(WHAT THE EXERCISE ASKS):
Rewrite the rows starting with the line that contains "Each instance receives one keypoint. Annotate the tweed" and going on through the line that contains "Each instance receives one keypoint. Annotate the twig", putting "rail fence" in place of "picket fence" and leaving everything else unchanged.

(EXERCISE MATERIALS):
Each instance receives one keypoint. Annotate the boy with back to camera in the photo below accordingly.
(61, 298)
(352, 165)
--
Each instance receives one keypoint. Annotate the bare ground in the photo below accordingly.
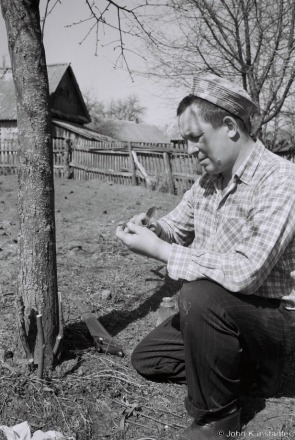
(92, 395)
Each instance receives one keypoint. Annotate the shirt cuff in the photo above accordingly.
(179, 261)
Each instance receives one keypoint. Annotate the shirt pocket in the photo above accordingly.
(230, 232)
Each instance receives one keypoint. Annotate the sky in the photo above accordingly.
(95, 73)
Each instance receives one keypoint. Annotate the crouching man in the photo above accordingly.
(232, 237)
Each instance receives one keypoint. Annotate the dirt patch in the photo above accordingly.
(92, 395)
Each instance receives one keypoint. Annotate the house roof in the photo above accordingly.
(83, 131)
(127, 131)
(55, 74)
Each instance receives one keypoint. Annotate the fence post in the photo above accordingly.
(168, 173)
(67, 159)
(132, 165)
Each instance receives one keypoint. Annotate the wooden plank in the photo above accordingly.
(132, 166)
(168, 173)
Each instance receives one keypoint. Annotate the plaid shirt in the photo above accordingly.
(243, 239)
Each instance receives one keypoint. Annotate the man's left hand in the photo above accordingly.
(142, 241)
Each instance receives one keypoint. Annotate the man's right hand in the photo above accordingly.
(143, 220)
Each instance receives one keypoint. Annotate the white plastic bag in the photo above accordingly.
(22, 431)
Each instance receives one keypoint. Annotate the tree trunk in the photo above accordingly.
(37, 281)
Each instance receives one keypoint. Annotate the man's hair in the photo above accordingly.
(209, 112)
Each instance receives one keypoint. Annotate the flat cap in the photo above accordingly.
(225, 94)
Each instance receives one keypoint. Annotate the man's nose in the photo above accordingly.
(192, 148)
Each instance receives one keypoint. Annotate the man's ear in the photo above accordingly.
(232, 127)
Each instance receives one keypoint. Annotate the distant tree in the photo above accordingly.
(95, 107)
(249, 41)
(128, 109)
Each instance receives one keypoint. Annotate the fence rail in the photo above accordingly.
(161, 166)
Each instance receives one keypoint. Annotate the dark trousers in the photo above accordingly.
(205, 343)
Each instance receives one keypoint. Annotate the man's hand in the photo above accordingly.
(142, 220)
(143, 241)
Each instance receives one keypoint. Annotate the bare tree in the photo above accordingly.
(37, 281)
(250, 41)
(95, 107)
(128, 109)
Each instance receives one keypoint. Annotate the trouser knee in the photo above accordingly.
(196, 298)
...
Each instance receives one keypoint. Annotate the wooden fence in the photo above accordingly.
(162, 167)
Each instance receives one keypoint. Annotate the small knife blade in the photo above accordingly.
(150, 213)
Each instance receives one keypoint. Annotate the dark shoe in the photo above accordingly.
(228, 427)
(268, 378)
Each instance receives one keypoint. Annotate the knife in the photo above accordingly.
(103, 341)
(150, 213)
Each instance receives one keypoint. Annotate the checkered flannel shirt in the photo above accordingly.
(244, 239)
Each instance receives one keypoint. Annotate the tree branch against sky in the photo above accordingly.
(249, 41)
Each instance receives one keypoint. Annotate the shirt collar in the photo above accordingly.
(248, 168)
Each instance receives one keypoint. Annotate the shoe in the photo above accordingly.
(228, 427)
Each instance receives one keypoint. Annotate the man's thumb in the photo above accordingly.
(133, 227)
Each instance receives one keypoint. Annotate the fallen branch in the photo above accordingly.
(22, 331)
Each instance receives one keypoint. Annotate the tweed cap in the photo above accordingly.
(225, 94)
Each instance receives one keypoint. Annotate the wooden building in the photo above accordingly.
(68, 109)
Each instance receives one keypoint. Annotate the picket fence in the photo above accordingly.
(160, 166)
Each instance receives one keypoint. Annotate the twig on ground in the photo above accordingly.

(SOLUTION FOR THIS PROBLEM):
Each instance receives one keypoint. Annotate the tweed cap in the photo above accordingly.
(225, 94)
Each instance receives one keypoint. Annotate the wooden building in the photo above accordingly.
(68, 109)
Each instance receives one keypoint. Annotate the rail fence in the photo above accordingly.
(160, 166)
Each instance receives one keypoint. Annotate the twig on ground in the photo above accordingly.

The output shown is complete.